Problem
Format the data below as a two-column CSV with the headers input and output. Give each text and its answer one row, with each value in its own quoted field and line breaks replaced by spaces, and leave the pictures out.

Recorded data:
⁂

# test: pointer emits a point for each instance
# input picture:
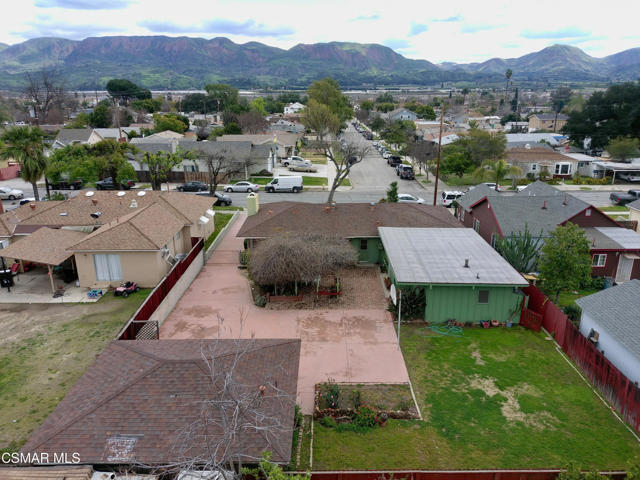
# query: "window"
(108, 267)
(599, 260)
(483, 296)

⁂

Task answer
input,output
"# test: pointer emits a point for each instance # input picture: # query: ""window""","(108, 267) (599, 260) (483, 296)"